**Exercise description**
Reproduce every entry in the listing without alteration.

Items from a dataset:
----------------
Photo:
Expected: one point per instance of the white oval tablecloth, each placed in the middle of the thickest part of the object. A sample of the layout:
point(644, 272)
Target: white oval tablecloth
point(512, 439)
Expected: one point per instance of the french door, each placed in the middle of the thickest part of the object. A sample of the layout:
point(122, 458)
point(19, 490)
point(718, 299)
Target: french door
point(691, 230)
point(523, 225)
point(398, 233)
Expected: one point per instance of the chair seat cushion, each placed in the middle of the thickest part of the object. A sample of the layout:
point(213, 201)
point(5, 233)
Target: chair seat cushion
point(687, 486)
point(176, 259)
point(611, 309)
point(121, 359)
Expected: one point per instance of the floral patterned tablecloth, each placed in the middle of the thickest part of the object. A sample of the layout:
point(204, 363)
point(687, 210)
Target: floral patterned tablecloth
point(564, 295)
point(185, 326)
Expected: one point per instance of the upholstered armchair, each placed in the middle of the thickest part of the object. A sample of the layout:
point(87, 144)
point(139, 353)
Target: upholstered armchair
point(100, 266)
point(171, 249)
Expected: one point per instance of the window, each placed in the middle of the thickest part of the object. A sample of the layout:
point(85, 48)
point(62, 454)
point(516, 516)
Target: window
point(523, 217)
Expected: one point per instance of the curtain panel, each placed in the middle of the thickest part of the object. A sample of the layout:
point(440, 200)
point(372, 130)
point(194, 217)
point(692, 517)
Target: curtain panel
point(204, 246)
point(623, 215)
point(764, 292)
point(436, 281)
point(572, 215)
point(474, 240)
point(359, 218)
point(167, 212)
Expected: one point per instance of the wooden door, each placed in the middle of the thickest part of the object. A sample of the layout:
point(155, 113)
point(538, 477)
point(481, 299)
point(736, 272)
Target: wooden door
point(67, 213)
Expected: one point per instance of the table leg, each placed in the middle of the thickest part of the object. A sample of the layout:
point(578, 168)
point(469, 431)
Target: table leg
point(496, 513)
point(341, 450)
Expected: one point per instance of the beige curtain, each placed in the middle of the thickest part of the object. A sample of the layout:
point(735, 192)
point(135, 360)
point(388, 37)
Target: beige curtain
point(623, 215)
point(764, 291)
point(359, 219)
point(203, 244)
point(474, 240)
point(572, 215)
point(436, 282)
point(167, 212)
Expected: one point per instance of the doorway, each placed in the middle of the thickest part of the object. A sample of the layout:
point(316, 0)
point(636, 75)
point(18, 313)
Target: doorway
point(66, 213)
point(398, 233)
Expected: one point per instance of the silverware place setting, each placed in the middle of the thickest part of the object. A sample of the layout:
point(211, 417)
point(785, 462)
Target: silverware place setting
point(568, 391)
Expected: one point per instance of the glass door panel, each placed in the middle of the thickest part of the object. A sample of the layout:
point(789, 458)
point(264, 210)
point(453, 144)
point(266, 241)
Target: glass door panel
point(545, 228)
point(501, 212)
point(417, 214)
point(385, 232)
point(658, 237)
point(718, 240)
----------------
**Solution to the exercise**
Photo:
Expected: one point per instance of the white oval tablecloth, each placed in the middle of the thickest part of the object. A sample of the layout:
point(644, 272)
Target: white oval tablecloth
point(512, 439)
Expected: one point per instance of the french door, each placed in the middle of the thickest part of the object. A sample of the layout:
point(122, 458)
point(19, 490)
point(718, 299)
Target: french door
point(691, 230)
point(523, 225)
point(398, 233)
Expected: one point per instance of the chair seat cushion, each placed in the middle of the thickest part of the object. A sample of the layout:
point(213, 201)
point(5, 233)
Target: chair seat cushion
point(687, 486)
point(176, 259)
point(611, 309)
point(121, 359)
Expected: one point per instance of the floral patterned tablecloth, each placed in the middle of the thickest part of the object. A sample of the layout:
point(204, 363)
point(687, 210)
Target: floral patterned tablecloth
point(564, 295)
point(185, 326)
Expected: one point per instance of the upholstered armchair, each placed in the middle of the thickest part of the object. A sample of the layout:
point(87, 144)
point(139, 353)
Target: upholstered armchair
point(100, 266)
point(171, 249)
Expected: one point per instance of the window, each placed in the middle of the thickest part of the object. A sample of the layout:
point(85, 48)
point(62, 454)
point(516, 516)
Target: window
point(523, 217)
Expected: one point per instance of the curtain panel, each placed in the middle of the thickest part of the object. A sample of the layout:
point(440, 200)
point(372, 130)
point(194, 217)
point(692, 517)
Target: curtain panel
point(204, 246)
point(623, 215)
point(764, 292)
point(436, 281)
point(572, 215)
point(474, 240)
point(359, 218)
point(167, 212)
Expected: one point per instance of the wooden door, each placed in the middle of the thickest part of the object. A sample of the layout:
point(155, 113)
point(538, 477)
point(481, 299)
point(736, 272)
Target: wooden door
point(67, 213)
Expected: one point per instance of the table leg, each placed in the middle of the thickest part of the object. A sample of the layout:
point(578, 168)
point(469, 431)
Target: table leg
point(496, 513)
point(341, 450)
Expected: one point per instance of the beige curtain, each placed in the middle of the thickest part of the object. A sample of the layout:
point(735, 192)
point(135, 360)
point(388, 37)
Target: beige curtain
point(623, 215)
point(764, 291)
point(359, 219)
point(203, 244)
point(474, 240)
point(572, 215)
point(436, 282)
point(167, 212)
Expected: one point per instance of the doorway, each placed in the middle of the thickest part of the object. A sample of the layout:
point(316, 0)
point(636, 75)
point(18, 313)
Target: doorway
point(66, 213)
point(398, 233)
Expected: one point per instance of the silverware place setting, each placed in the middle of the thickest part of the object. A sample of the layout:
point(211, 417)
point(785, 462)
Target: silverware place setting
point(568, 391)
Expected: one point per instance of the glass door panel, each placed in the middle of the thickest part of the object. A sample of the layout:
point(789, 458)
point(264, 210)
point(453, 144)
point(266, 241)
Target: glass door panel
point(545, 228)
point(501, 212)
point(417, 214)
point(385, 232)
point(658, 237)
point(718, 240)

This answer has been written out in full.